**EXTRACTED RECORDS:**

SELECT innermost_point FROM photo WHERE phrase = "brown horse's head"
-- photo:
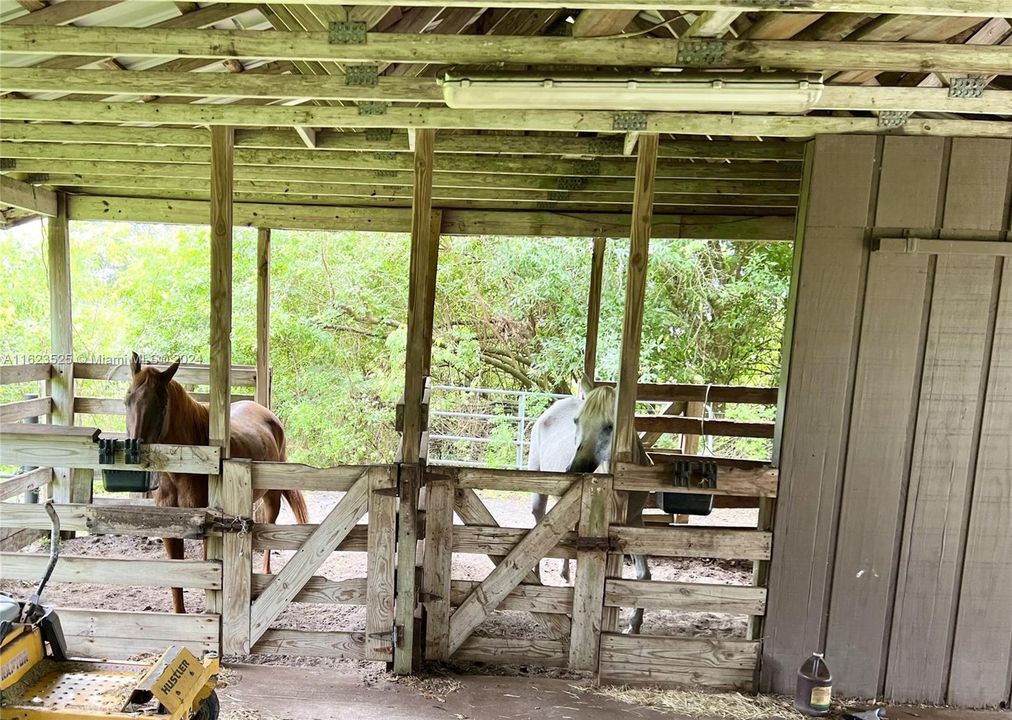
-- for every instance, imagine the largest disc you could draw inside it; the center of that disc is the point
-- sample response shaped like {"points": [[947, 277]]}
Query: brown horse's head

**WHAT THE TASK ASKS:** Convert the rows above into a Markdown table with two columns, No. and Line, giving each non-blank line its own numbered row and skipping blank lines. Leave the pictures out of the table.

**SOLUTION TO THIS PROBLEM:**
| No. | Line |
|---|---|
| 1 | SELECT innermost_point FROM photo WHERE phrase = "brown horse's head" |
| 2 | -- photo: |
| 3 | -- for every instance, imagine the largest disc you could draw inside it; the center of that disc is the point |
| 4 | -- sample response shaped like {"points": [[947, 277]]} |
| 5 | Query: brown horse's head |